### [Exercise details]
Report each line from the entries in which "scale" can be found.

### [Records provided]
────────────────

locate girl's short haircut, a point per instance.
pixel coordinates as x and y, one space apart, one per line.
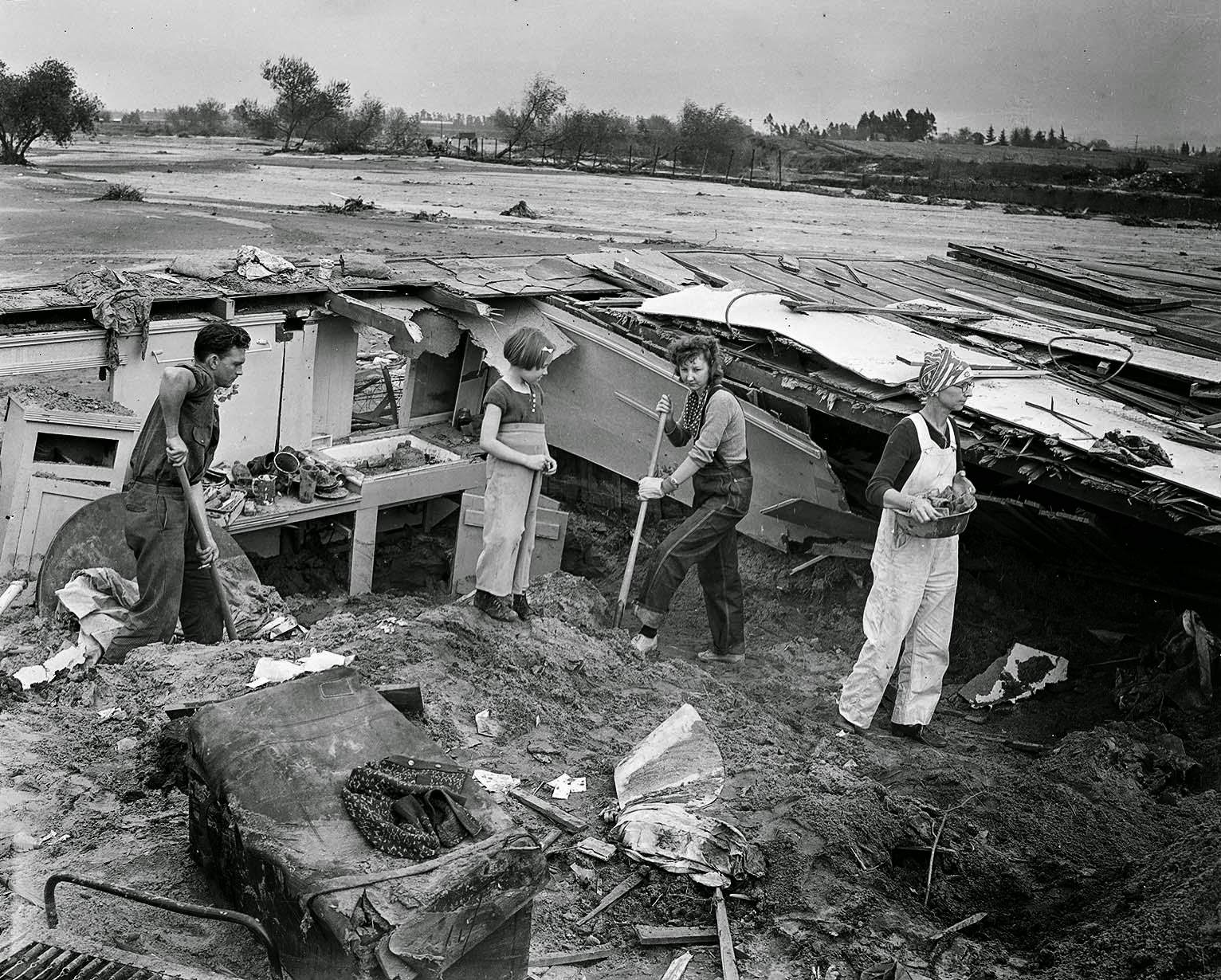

────────────────

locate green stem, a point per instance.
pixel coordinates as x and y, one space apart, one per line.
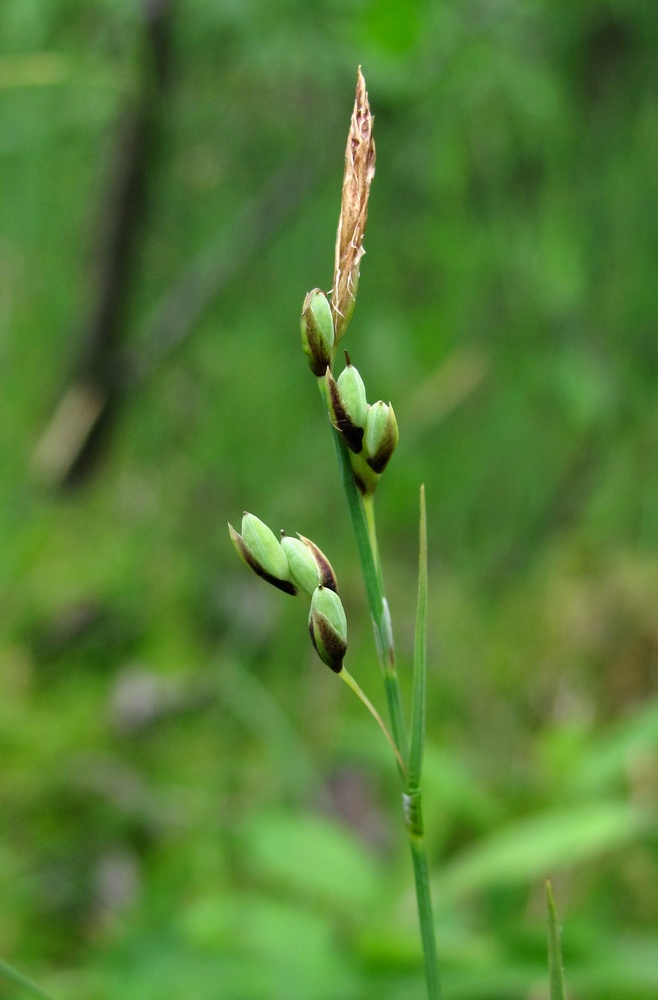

────────────────

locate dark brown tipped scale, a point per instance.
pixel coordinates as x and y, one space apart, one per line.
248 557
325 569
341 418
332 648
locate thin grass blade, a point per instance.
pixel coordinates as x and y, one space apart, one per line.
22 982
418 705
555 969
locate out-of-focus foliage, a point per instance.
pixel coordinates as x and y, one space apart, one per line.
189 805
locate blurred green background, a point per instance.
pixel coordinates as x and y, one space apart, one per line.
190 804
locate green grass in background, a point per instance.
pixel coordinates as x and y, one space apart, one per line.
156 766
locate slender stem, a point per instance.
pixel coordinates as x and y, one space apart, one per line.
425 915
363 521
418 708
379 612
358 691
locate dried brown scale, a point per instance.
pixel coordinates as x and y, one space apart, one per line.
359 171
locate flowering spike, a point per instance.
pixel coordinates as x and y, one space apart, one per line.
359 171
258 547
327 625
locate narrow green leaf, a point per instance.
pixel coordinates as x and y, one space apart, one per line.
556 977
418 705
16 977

────────────────

### [Answer for this exercise]
locate dark brown tipped scale, a point per instance.
locate dried brown scale, a point per instance.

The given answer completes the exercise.